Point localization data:
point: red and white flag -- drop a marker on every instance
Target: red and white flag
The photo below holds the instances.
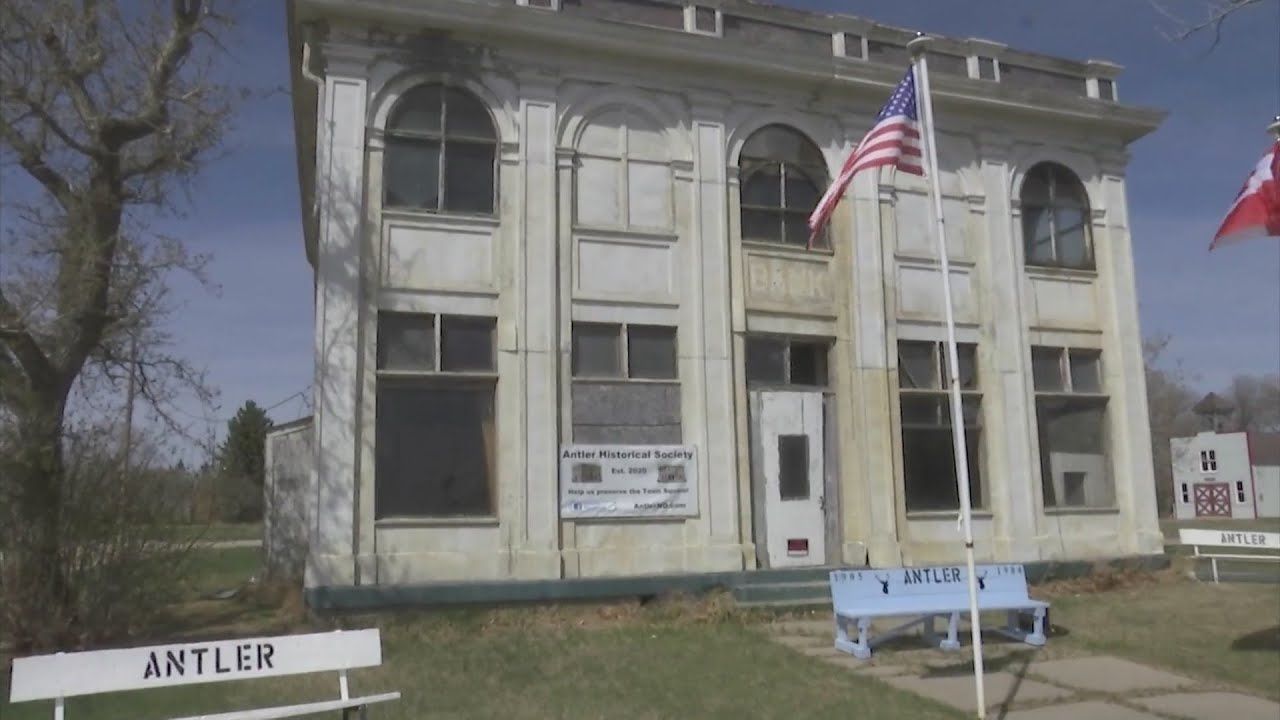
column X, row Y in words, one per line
column 1256, row 212
column 894, row 140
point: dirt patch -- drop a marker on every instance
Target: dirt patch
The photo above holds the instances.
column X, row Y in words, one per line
column 1105, row 578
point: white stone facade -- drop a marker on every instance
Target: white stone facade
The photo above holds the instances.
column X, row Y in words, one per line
column 618, row 201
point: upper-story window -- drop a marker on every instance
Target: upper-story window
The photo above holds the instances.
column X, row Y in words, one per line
column 442, row 153
column 624, row 173
column 1056, row 218
column 782, row 178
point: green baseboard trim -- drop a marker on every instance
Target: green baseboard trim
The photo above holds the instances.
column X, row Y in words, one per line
column 355, row 598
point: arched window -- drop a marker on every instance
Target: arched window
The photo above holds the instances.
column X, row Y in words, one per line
column 784, row 176
column 1056, row 218
column 440, row 154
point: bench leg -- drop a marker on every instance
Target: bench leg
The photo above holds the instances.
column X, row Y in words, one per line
column 952, row 641
column 859, row 648
column 1037, row 637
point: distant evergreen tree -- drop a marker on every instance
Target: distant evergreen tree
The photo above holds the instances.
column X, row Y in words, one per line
column 241, row 463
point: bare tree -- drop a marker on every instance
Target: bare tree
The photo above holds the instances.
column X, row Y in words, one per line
column 1210, row 17
column 108, row 109
column 1257, row 402
column 1169, row 406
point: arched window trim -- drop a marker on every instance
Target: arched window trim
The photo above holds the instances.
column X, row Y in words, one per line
column 625, row 159
column 790, row 218
column 1057, row 180
column 444, row 137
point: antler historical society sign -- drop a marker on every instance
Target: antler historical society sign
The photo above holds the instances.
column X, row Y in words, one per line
column 629, row 481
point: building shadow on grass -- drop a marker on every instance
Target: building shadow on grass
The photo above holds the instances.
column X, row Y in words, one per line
column 1264, row 641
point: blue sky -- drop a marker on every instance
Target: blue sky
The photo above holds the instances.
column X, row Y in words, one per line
column 1223, row 309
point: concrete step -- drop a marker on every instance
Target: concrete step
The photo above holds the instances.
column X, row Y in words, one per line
column 809, row 592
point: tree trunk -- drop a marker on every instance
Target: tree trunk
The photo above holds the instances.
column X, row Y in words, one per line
column 40, row 569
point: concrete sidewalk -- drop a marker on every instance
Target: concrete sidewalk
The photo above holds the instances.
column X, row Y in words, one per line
column 1023, row 683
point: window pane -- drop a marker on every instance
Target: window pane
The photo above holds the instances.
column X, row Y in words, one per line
column 763, row 226
column 763, row 187
column 650, row 352
column 434, row 451
column 766, row 360
column 469, row 177
column 419, row 110
column 597, row 351
column 782, row 145
column 915, row 365
column 967, row 355
column 809, row 364
column 1073, row 247
column 1036, row 187
column 406, row 342
column 612, row 411
column 924, row 411
column 466, row 115
column 704, row 19
column 794, row 466
column 986, row 68
column 1073, row 440
column 1086, row 372
column 411, row 173
column 929, row 469
column 801, row 192
column 796, row 228
column 1038, row 236
column 1047, row 369
column 466, row 343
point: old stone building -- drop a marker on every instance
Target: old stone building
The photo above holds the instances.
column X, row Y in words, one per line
column 543, row 226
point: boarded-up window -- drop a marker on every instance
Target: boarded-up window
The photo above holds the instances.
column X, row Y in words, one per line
column 634, row 12
column 1056, row 218
column 763, row 33
column 626, row 386
column 1034, row 78
column 624, row 174
column 442, row 151
column 784, row 176
column 928, row 443
column 786, row 361
column 435, row 441
column 1072, row 423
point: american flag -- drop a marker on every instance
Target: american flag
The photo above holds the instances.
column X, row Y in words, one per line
column 894, row 140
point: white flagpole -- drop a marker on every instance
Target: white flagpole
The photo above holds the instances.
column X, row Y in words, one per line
column 926, row 104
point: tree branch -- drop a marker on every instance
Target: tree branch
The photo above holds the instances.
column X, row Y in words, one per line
column 155, row 112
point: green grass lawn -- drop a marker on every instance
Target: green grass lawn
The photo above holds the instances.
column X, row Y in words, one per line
column 218, row 532
column 1226, row 633
column 554, row 664
column 664, row 660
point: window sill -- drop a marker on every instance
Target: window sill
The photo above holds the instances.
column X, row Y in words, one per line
column 1111, row 510
column 1054, row 272
column 478, row 219
column 789, row 249
column 947, row 514
column 396, row 523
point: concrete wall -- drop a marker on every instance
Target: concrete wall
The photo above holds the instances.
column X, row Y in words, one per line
column 288, row 509
column 576, row 238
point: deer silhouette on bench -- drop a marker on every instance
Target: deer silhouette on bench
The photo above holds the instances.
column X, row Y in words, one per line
column 69, row 674
column 923, row 595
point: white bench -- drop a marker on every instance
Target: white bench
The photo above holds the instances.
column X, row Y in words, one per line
column 69, row 674
column 1269, row 545
column 923, row 595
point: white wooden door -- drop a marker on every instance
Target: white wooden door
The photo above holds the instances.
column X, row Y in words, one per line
column 791, row 455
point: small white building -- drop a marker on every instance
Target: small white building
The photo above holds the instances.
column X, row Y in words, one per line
column 543, row 229
column 1226, row 475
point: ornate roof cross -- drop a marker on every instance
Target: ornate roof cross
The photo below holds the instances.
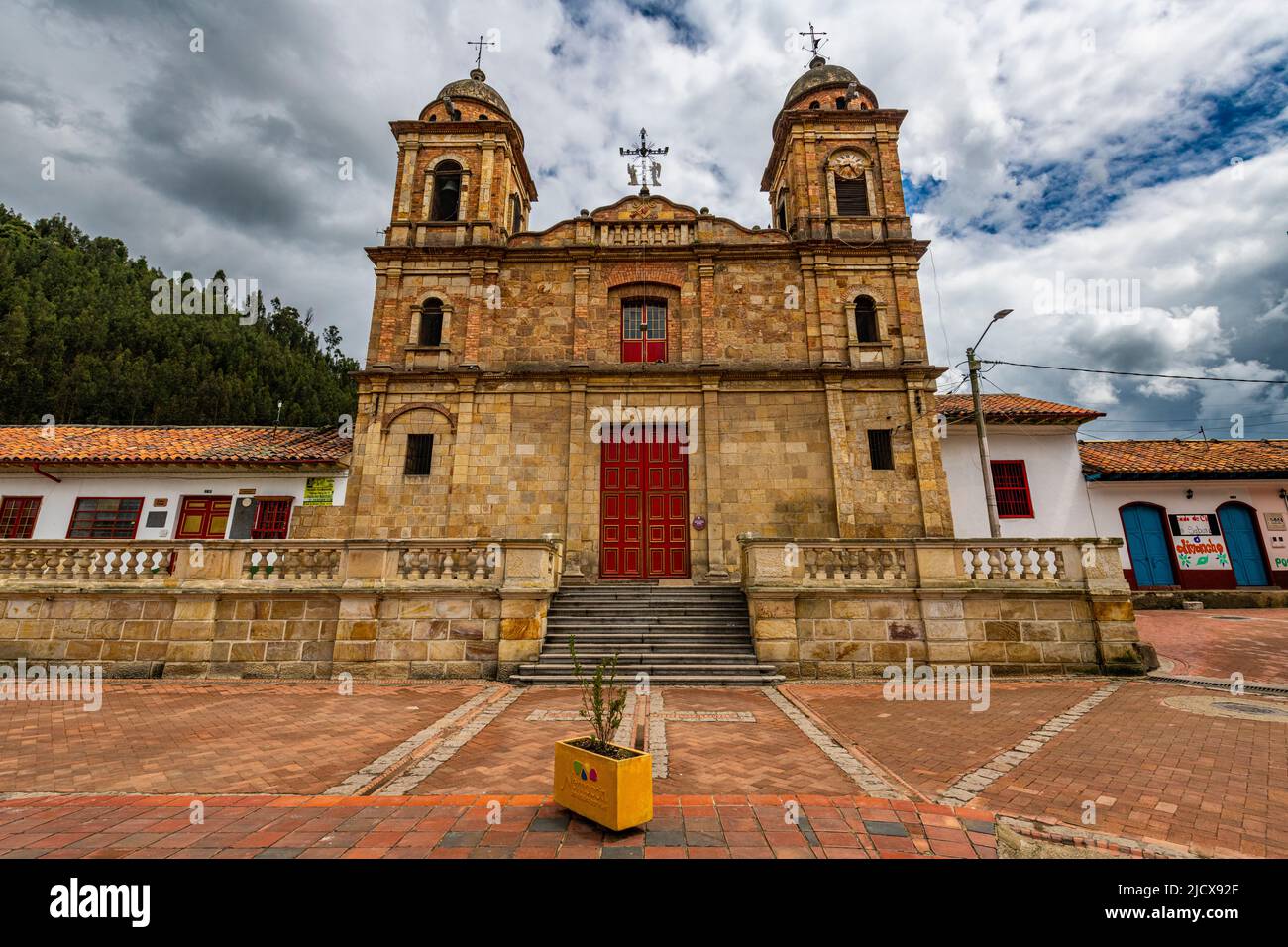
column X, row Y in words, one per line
column 815, row 39
column 482, row 44
column 642, row 166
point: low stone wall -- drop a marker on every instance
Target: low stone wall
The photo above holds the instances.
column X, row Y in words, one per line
column 848, row 609
column 387, row 611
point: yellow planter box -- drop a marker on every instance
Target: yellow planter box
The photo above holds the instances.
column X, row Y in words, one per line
column 616, row 793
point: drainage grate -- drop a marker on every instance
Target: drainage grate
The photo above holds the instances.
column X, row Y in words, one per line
column 1250, row 709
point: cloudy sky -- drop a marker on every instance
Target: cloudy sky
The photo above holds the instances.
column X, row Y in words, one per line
column 1048, row 149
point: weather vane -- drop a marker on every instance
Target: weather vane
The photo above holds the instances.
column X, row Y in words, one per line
column 815, row 39
column 482, row 44
column 642, row 166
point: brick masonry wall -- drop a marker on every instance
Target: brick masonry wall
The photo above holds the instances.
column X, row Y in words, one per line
column 819, row 635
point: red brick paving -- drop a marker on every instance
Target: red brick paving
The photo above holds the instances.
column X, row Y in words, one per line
column 194, row 737
column 735, row 826
column 1227, row 779
column 1203, row 646
column 511, row 754
column 930, row 744
column 768, row 757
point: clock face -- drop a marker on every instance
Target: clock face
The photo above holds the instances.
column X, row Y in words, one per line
column 848, row 163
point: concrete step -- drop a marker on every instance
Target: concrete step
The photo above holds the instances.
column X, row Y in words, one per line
column 712, row 680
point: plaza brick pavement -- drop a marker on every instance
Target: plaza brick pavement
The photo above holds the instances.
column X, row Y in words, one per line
column 1209, row 784
column 1206, row 646
column 460, row 827
column 1157, row 771
column 1218, row 785
column 767, row 757
column 156, row 737
column 930, row 744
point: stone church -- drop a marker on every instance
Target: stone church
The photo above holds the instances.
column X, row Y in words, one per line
column 703, row 446
column 794, row 352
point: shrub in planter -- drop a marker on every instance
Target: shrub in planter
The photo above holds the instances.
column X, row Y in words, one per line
column 593, row 777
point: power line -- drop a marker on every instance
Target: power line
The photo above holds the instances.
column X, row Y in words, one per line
column 1137, row 373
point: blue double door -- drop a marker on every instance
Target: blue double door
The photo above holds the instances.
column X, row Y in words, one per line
column 1239, row 526
column 1149, row 545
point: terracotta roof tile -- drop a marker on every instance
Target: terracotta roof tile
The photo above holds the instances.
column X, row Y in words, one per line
column 1016, row 408
column 124, row 445
column 1172, row 459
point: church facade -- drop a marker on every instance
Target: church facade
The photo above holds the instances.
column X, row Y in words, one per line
column 643, row 394
column 778, row 375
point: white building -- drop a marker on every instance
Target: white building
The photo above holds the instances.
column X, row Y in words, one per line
column 1037, row 472
column 161, row 483
column 1192, row 514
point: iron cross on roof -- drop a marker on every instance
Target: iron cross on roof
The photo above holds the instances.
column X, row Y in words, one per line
column 482, row 44
column 815, row 39
column 642, row 166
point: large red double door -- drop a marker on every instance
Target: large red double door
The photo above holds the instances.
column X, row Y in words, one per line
column 644, row 510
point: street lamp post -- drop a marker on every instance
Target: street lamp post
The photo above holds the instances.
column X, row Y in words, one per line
column 995, row 525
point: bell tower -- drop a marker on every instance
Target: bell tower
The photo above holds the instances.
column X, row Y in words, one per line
column 462, row 174
column 833, row 170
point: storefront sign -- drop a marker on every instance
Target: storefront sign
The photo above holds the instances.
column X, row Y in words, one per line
column 1201, row 553
column 320, row 491
column 1196, row 525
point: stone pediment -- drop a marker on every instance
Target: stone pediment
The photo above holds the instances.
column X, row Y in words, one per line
column 649, row 221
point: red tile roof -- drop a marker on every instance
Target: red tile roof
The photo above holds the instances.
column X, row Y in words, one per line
column 1016, row 408
column 1179, row 459
column 77, row 444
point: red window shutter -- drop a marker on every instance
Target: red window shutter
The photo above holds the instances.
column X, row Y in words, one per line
column 271, row 518
column 18, row 517
column 1012, row 487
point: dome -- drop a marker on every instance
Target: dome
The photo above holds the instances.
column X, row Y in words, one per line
column 820, row 76
column 475, row 88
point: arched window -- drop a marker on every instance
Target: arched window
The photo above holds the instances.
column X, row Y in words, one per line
column 851, row 197
column 866, row 320
column 432, row 322
column 447, row 192
column 644, row 330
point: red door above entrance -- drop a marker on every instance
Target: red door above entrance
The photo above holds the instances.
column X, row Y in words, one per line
column 644, row 510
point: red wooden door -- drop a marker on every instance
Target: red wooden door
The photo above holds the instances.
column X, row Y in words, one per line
column 644, row 510
column 204, row 517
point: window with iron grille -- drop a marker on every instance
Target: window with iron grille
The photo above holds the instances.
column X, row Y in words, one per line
column 420, row 453
column 18, row 517
column 432, row 322
column 106, row 518
column 851, row 197
column 1012, row 487
column 866, row 320
column 447, row 192
column 271, row 518
column 880, row 450
column 644, row 330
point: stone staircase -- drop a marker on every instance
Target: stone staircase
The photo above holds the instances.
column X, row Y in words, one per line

Instructions to follow: Scan the records above for the string "dirt", then report every line that contains it.

Expected output:
point: dirt patch -- drop a marker on every instance
Target: dirt patch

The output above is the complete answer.